Natural-language object grounding data
== Segment start ==
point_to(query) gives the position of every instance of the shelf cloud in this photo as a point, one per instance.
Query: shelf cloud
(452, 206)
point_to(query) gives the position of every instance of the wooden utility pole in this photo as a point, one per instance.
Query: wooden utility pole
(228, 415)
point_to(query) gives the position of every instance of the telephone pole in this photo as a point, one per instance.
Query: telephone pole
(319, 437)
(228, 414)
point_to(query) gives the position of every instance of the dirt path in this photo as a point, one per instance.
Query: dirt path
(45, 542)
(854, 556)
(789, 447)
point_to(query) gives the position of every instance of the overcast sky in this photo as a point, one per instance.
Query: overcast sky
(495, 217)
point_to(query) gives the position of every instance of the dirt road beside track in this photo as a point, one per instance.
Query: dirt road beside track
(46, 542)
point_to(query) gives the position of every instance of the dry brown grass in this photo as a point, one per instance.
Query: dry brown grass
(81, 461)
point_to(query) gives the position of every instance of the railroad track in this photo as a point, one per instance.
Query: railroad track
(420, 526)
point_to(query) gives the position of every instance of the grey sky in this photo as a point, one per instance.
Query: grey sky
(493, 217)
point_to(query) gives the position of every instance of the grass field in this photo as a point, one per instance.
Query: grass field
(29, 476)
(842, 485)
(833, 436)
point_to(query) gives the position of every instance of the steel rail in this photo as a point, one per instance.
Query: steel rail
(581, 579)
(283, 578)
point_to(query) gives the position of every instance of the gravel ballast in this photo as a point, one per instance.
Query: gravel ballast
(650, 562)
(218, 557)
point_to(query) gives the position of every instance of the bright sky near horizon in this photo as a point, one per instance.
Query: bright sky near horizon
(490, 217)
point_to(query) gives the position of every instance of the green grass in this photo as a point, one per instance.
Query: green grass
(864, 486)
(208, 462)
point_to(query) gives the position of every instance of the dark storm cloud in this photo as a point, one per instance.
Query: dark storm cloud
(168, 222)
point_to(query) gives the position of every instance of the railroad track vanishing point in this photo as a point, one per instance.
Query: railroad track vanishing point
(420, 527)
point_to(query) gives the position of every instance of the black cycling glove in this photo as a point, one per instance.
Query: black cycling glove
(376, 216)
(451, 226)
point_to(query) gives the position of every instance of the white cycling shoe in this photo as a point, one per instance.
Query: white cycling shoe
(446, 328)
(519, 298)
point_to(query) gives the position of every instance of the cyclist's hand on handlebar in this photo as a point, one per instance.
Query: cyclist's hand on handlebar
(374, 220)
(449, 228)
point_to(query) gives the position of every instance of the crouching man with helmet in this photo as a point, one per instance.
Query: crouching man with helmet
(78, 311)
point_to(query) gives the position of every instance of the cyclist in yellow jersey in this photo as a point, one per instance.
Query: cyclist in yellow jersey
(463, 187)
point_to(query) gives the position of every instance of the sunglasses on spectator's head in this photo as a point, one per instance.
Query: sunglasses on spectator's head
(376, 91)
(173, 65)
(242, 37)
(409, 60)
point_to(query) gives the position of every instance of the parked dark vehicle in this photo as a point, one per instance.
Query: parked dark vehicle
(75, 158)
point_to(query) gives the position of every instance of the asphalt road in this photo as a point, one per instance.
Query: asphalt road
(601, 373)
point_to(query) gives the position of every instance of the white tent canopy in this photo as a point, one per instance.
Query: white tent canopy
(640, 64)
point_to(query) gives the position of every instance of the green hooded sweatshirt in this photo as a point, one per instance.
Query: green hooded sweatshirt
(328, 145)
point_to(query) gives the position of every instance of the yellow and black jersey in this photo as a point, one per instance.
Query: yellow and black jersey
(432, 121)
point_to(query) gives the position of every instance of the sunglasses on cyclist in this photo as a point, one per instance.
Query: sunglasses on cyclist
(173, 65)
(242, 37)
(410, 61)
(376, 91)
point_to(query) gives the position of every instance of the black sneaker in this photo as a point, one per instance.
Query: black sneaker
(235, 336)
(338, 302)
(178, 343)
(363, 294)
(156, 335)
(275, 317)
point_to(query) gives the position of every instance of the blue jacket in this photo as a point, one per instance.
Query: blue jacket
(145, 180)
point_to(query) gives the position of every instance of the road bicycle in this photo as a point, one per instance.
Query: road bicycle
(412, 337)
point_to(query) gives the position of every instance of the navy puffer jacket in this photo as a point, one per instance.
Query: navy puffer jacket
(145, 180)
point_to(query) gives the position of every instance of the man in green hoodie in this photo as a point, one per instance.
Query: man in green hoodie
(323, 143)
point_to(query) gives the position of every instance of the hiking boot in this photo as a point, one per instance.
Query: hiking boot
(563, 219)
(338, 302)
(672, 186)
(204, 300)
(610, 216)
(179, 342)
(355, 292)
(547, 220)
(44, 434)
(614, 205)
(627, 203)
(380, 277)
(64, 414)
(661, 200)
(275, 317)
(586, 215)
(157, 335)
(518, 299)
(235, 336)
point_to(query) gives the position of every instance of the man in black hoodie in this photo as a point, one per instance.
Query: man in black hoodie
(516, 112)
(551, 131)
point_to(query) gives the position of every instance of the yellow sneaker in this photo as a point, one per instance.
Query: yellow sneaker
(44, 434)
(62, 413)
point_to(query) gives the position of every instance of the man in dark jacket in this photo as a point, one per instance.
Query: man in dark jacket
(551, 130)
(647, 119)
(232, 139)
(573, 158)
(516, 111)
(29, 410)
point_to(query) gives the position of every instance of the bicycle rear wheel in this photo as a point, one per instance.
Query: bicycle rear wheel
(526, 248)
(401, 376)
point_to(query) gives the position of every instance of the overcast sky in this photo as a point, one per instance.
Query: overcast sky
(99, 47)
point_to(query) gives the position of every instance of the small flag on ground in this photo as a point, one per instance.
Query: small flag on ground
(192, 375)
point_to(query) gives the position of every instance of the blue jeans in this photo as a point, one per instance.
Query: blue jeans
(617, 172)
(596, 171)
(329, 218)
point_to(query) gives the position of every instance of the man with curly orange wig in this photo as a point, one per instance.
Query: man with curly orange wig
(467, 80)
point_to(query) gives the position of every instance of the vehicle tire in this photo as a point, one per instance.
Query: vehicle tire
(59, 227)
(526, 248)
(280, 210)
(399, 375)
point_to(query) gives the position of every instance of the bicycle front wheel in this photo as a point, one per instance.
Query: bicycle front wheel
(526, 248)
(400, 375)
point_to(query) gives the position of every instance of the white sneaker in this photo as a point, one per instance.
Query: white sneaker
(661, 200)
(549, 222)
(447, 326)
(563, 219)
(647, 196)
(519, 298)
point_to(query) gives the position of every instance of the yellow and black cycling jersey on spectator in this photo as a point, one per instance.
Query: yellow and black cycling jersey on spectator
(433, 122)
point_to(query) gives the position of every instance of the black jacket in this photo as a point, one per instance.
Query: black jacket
== Segment end ==
*To do*
In full and without change, transcribe every line of the records above.

*Your response*
point_to(query) gives the position of every instance of the shelf cloud in this photo as a point, one per instance.
Query: shelf cloud
(452, 206)
point_to(query) gives the position of every instance of the wooden utility pole in this photo as a point, one per instance.
Query: wooden utility pole
(228, 415)
point_to(query) gives the position of every instance of the telephone pole in this photo as a point, one per instance.
Query: telephone pole
(319, 437)
(228, 414)
point_to(query) gives the position of every instance of the dirt path in this photo as a point, one per instance.
Query: dirt path
(45, 542)
(854, 556)
(789, 447)
point_to(query) gives the position of every instance of the overcast sky in this photo as a point, one per instance.
Query: overcast sky
(495, 217)
point_to(query) gives the position of every instance of the dirt road beside track in this photo as a point, one per instance.
Query: dirt road beside track
(46, 542)
point_to(query) gives the position of every instance of the dry brown grass in this photo as a point, one per instance.
Query: dry brown grass
(81, 461)
point_to(query) gives the position of every instance of the railroad track in this photo as a point, one per instance.
Query: railroad track
(420, 526)
point_to(query) gives the position of every instance of the grey sky in this photo as a point, one per instance.
Query: grey sky
(493, 217)
point_to(query) gives the position of every instance of the grass field in this photo as a point, one per instance.
Query: grass field
(29, 476)
(842, 485)
(833, 436)
point_to(query) gives the position of every instance of the steel rail in this photo as a point, one per instance.
Query: steel rail
(581, 579)
(283, 578)
point_to(query) gives the position of every instance of the gravel ballast in this photo as a point, one per instance.
Query: gravel ballast
(650, 562)
(218, 557)
point_to(query) gives the position of every instance of the bright sky near horizon in this photo as a point, one per instance.
Query: bright sky near horizon
(490, 217)
point_to(query) gives the position of every instance of the green grass in this photo as a point, one per instance.
Query: green grass
(864, 486)
(208, 462)
point_to(query) gives the position of every instance of the dark storm cloud in this photo as a point, one per instance.
Query: dark storm cloud
(168, 222)
point_to(query) gives the position of every instance of the railroad track vanishing point in this photo as a point, one per instance.
Query: railroad track vanishing point
(420, 527)
point_to(query) gives the position of every instance of the black cycling glove in this photo as a point, one per instance.
Query: black cycling glove
(376, 216)
(451, 226)
point_to(query) gives the position of every instance of the white cycling shoe in this photo as a point, one per instance.
Query: white cycling shoe
(446, 328)
(519, 298)
point_to(query) gives the position of every instance of the cyclist's hand on handlebar in this photo as a point, one per instance.
Query: cyclist's hand on handlebar
(374, 220)
(449, 228)
point_to(query) gives the position of every instance of the crouching man with helmet in this photo as a point, one per instance.
Query: crouching man with helmet
(78, 311)
point_to(query) gives the position of every instance of the cyclist in yellow jersey in this photo as a point, one per instance.
Query: cyclist in yellow jersey
(463, 187)
point_to(query) gives the position of every instance of the sunglasses on spectator's head in this photo as a point, one per instance.
Query: sunglasses on spectator's head
(376, 91)
(173, 65)
(242, 37)
(409, 60)
point_to(query) gives the position of every instance of the parked dark vehicle in this photo as a point, one per instance.
Query: parked dark vehicle
(75, 158)
point_to(query) gives the position of every instance of the asphalt road in this photo as a point, one per instance.
Query: asphalt road
(601, 373)
point_to(query) gives the position of every instance of the white tent canopy in this photo as a point, one per instance.
Query: white tent canopy
(640, 64)
point_to(query) gives the position of every instance of the green hooded sweatshirt in this photo as a point, one per instance.
Query: green hooded sweatshirt
(328, 145)
point_to(query) gives the position of every instance of the yellow and black jersey in this photo as a point, one per instance.
Query: yellow and black jersey
(432, 121)
point_to(query) gives the position of every instance of the sunglasses on cyclist in this photo as a point, one per instance.
Query: sunglasses on cyclist
(173, 65)
(242, 37)
(410, 61)
(376, 91)
point_to(query) gives the position of every instance of the black sneaker in this photo as a point, one per instance.
Query: black sneaker
(235, 336)
(338, 302)
(178, 343)
(363, 294)
(156, 335)
(275, 317)
point_to(query) gives the position of every instance of the blue jacket in this photo as a point, one per instance.
Query: blue jacket
(145, 180)
point_to(query) gives the position of every instance of the road bicycle in this photo as a point, one per instance.
Query: road bicycle
(412, 337)
point_to(query) gives the position of every instance of the navy puffer jacket in this photo as a point, one per instance.
Query: navy puffer jacket
(145, 180)
point_to(query) gives the position of every instance of the man in green hoodie in this photo as a point, one per instance.
Query: man in green hoodie
(323, 143)
point_to(query) gives the position of every instance of the hiking boot in this photo as a point, one per instance.
Query: hiking boot
(563, 219)
(338, 302)
(672, 186)
(204, 300)
(610, 216)
(179, 342)
(355, 292)
(547, 220)
(44, 434)
(614, 205)
(627, 203)
(380, 277)
(64, 414)
(661, 200)
(275, 317)
(586, 215)
(157, 335)
(518, 299)
(235, 336)
point_to(query) gives the position of every instance of the man in black hoodie in this photo as a point, one per instance.
Query: man in black hoodie
(516, 112)
(551, 131)
point_to(query) gives the position of every instance of the yellow sneaker in this photo as a point, one per instance.
Query: yellow sneaker
(44, 434)
(62, 413)
point_to(query) gives the position of every instance of the man in dark jacket in this photo as a point, one per instance.
Query: man in dark jacket
(551, 130)
(647, 119)
(232, 139)
(573, 158)
(516, 111)
(29, 410)
point_to(query) gives the position of every instance of the bicycle rear wheel in this photo as a point, one per instance.
Query: bicycle rear wheel
(526, 248)
(401, 376)
point_to(query) gives the position of every instance of the overcast sky in this photo as a point, one per instance.
Query: overcast sky
(99, 47)
point_to(query) gives the position of every instance of the small flag on ground in this photo as a point, one per instance.
Query: small flag on ground
(192, 375)
point_to(query) gives the position of every instance of the blue jeans in this photo as a point, one per instance.
Query: blue jeans
(617, 172)
(596, 171)
(329, 218)
point_to(query) gives the position of every instance of the man with curly orange wig in this photo as a point, one per instance.
Query: man with curly orange wig
(467, 80)
point_to(query) gives the position of every instance of the vehicle tire in this photo as a point, one per instance.
Query: vehicle tire
(59, 227)
(526, 248)
(280, 210)
(399, 375)
point_to(query) gives the position of every instance of the bicycle front wheel in this photo as a point, one per instance.
Query: bicycle front wheel
(526, 248)
(400, 375)
point_to(query) gives the position of every instance of the white sneaker in this photo as a point, one per instance.
Query: white sneaker
(661, 200)
(549, 222)
(447, 326)
(563, 219)
(647, 196)
(519, 298)
point_to(query) gives the position of every instance of the yellow and black cycling jersey on spectator in this photo as a point, one per instance.
Query: yellow and black cycling jersey on spectator
(433, 122)
point_to(query) gives the position of every instance of the black jacket in this photo as a point, one per instance.
Query: black jacket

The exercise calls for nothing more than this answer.